(Dataset rows)
---*---
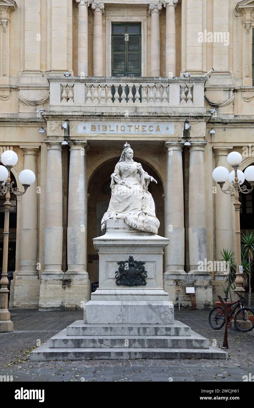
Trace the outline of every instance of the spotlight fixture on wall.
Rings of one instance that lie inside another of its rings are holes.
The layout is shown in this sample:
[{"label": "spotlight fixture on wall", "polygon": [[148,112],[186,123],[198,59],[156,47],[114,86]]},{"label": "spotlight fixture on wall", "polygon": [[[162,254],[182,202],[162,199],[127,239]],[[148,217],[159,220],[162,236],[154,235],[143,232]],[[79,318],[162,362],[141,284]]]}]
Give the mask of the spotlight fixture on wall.
[{"label": "spotlight fixture on wall", "polygon": [[212,69],[210,69],[210,71],[208,71],[208,72],[207,72],[206,74],[205,74],[204,75],[203,75],[203,78],[204,78],[204,77],[207,76],[208,75],[209,75],[209,74],[210,74],[212,72],[212,71],[214,71],[214,69],[212,68]]},{"label": "spotlight fixture on wall", "polygon": [[216,109],[210,109],[209,112],[211,113],[211,115],[214,115],[214,113],[216,112]]},{"label": "spotlight fixture on wall", "polygon": [[67,129],[67,126],[68,124],[67,122],[64,122],[64,123],[62,123],[61,125],[61,127],[62,129]]}]

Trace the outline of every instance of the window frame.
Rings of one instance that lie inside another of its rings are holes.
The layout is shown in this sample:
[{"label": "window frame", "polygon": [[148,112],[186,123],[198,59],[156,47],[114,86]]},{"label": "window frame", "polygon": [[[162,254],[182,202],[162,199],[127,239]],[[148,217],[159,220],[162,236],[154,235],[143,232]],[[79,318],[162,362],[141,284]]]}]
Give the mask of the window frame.
[{"label": "window frame", "polygon": [[[106,76],[111,76],[112,71],[112,47],[111,34],[112,23],[122,23],[128,24],[132,23],[141,24],[141,76],[147,76],[147,16],[146,11],[144,11],[144,15],[140,16],[123,16],[120,15],[113,15],[114,10],[110,10],[112,15],[107,13],[106,16]],[[119,13],[119,10],[117,12]],[[145,12],[146,14],[145,15]]]}]

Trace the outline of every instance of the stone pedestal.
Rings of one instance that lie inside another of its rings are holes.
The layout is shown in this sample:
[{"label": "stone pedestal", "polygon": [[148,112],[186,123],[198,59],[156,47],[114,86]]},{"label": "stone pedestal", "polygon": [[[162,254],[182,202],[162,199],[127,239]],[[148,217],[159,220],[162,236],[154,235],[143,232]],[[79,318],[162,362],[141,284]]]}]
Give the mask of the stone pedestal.
[{"label": "stone pedestal", "polygon": [[[209,346],[208,339],[174,322],[173,305],[162,288],[163,250],[169,241],[131,228],[123,220],[108,220],[106,233],[93,239],[99,287],[84,305],[84,321],[33,350],[31,361],[227,358],[225,351]],[[131,259],[124,262],[130,256],[146,262],[146,285],[117,285],[118,261],[124,261],[120,272],[130,267],[131,284],[137,276],[131,274]]]},{"label": "stone pedestal", "polygon": [[[173,307],[163,288],[163,250],[169,241],[133,229],[123,220],[108,220],[105,235],[93,239],[99,256],[99,287],[85,305],[84,323],[172,324]],[[146,262],[145,285],[117,285],[117,262],[130,256]]]}]

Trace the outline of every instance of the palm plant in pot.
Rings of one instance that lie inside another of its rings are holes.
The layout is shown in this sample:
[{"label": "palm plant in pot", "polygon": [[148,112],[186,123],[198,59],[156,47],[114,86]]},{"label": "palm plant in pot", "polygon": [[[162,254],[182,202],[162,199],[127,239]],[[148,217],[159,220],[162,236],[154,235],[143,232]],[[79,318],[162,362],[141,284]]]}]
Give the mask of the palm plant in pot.
[{"label": "palm plant in pot", "polygon": [[[242,233],[241,237],[242,252],[244,254],[244,257],[247,260],[248,266],[245,270],[245,275],[248,277],[248,285],[249,286],[249,297],[248,299],[248,306],[250,307],[251,301],[251,276],[252,266],[253,265],[253,258],[254,257],[254,233],[252,231],[249,233],[246,231],[245,234]],[[243,258],[244,259],[244,258]],[[247,282],[245,279],[245,283]]]},{"label": "palm plant in pot", "polygon": [[[229,297],[230,303],[232,303],[232,293],[233,292],[234,284],[236,276],[236,266],[234,257],[235,253],[231,249],[224,249],[220,251],[221,256],[220,262],[225,262],[226,266],[225,271],[225,283],[226,287],[223,291],[226,297]],[[227,303],[229,302],[227,302]]]}]

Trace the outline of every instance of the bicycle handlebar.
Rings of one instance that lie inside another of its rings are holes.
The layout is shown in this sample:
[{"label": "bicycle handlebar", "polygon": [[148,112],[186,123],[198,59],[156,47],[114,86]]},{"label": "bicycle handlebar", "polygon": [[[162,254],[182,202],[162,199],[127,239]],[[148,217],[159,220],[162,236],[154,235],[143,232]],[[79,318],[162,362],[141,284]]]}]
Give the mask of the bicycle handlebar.
[{"label": "bicycle handlebar", "polygon": [[240,294],[240,293],[236,293],[236,295],[237,295],[238,296],[239,296],[239,297],[241,297],[241,299],[243,299],[243,300],[246,300],[246,301],[248,300],[248,299],[246,299],[246,297],[243,297],[243,296],[242,296]]}]

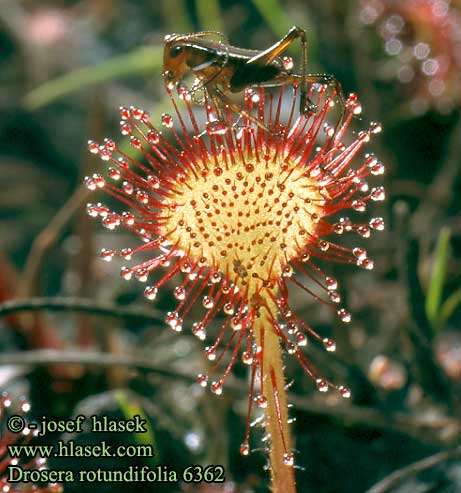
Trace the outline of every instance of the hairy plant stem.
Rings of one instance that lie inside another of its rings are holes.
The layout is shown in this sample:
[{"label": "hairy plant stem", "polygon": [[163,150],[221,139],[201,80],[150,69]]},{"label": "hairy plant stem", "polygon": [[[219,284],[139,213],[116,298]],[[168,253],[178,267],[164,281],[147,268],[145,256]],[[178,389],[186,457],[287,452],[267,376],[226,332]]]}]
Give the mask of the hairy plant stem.
[{"label": "hairy plant stem", "polygon": [[[266,433],[270,435],[269,460],[273,493],[295,493],[295,475],[292,465],[284,462],[291,454],[290,427],[288,424],[287,393],[282,365],[282,348],[279,336],[268,321],[264,310],[277,313],[272,301],[261,309],[256,319],[254,333],[256,343],[263,348],[261,362],[262,394],[267,399],[265,409]],[[271,306],[273,305],[273,306]]]}]

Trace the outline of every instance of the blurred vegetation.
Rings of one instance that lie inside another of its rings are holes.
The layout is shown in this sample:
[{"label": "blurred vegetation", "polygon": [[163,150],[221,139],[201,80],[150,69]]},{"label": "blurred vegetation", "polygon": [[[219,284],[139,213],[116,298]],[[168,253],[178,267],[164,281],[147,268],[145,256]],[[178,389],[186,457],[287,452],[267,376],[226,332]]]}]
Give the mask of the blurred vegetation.
[{"label": "blurred vegetation", "polygon": [[[219,491],[265,491],[264,456],[238,454],[243,369],[221,399],[201,392],[190,378],[205,365],[200,345],[161,322],[171,293],[164,290],[154,309],[139,285],[122,282],[97,258],[101,247],[131,240],[86,217],[80,184],[98,167],[86,141],[118,133],[119,106],[155,118],[164,110],[165,34],[220,30],[236,46],[263,49],[296,24],[308,31],[309,70],[334,74],[346,94],[357,92],[365,124],[382,122],[374,150],[386,164],[388,193],[384,212],[376,212],[386,231],[367,244],[375,270],[325,267],[341,280],[351,327],[336,325],[313,300],[295,302],[301,318],[338,342],[334,355],[309,349],[309,356],[353,391],[350,403],[320,395],[287,362],[299,491],[461,491],[460,5],[407,3],[414,10],[388,0],[3,0],[0,391],[27,395],[37,416],[142,414],[150,423],[143,439],[161,463],[223,464],[229,483]],[[446,16],[430,18],[427,5],[451,16],[452,38]],[[404,23],[400,31],[392,16]],[[434,80],[424,72],[432,70],[423,67],[427,56],[411,55],[420,42],[428,56],[453,65],[441,73],[442,92],[438,83],[427,86]],[[299,53],[299,46],[290,51],[295,61]],[[49,309],[8,305],[32,297],[46,298]],[[130,311],[133,303],[140,308]],[[100,467],[109,465],[101,459]],[[109,490],[126,486],[95,486]],[[158,484],[155,491],[173,489]]]}]

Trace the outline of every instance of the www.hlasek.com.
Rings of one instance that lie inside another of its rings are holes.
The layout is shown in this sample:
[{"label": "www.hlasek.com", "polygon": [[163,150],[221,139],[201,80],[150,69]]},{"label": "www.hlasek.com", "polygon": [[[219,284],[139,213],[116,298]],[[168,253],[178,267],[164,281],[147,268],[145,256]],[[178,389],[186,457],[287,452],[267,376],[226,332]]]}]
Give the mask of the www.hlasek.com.
[{"label": "www.hlasek.com", "polygon": [[[40,425],[40,426],[39,426]],[[51,420],[45,417],[39,423],[27,423],[20,415],[11,416],[7,421],[7,428],[12,433],[24,433],[28,430],[37,430],[37,436],[45,436],[47,433],[82,433],[84,425],[92,433],[146,433],[146,420],[139,415],[132,419],[116,420],[107,416],[79,415],[75,419]],[[78,444],[75,440],[58,440],[55,445],[31,445],[11,444],[7,446],[8,455],[15,459],[7,467],[7,481],[9,483],[72,483],[72,482],[178,482],[185,483],[222,483],[225,481],[224,467],[211,465],[202,467],[191,465],[182,471],[169,468],[166,465],[129,466],[127,469],[102,469],[94,467],[85,470],[71,469],[38,469],[30,466],[21,466],[20,460],[30,464],[30,459],[40,457],[49,459],[51,457],[69,458],[149,458],[155,456],[152,445],[111,445],[106,440],[94,444]]]}]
---*---
> [WHAT YOU ARE ASKED TO DO]: Retype the lines of the items above, starting at the line containing "Trace the outline of every instance of the hairy" and ending at the line containing "Give the mask of the hairy plant stem.", both included.

> [WRITTEN SOLUTION]:
Trace the outline of every instance of the hairy plant stem.
Rings of one instance that lie inside another of its rings are holes.
The layout is shown in this sample:
[{"label": "hairy plant stem", "polygon": [[163,150],[221,139],[201,80],[150,69]]},{"label": "hairy plant stem", "polygon": [[[219,284],[139,213],[116,298]],[[168,253],[178,267],[164,281],[147,268],[145,256]],[[178,389],[186,457],[287,452],[267,376],[226,332]]]}]
Give the mask of the hairy plant stem.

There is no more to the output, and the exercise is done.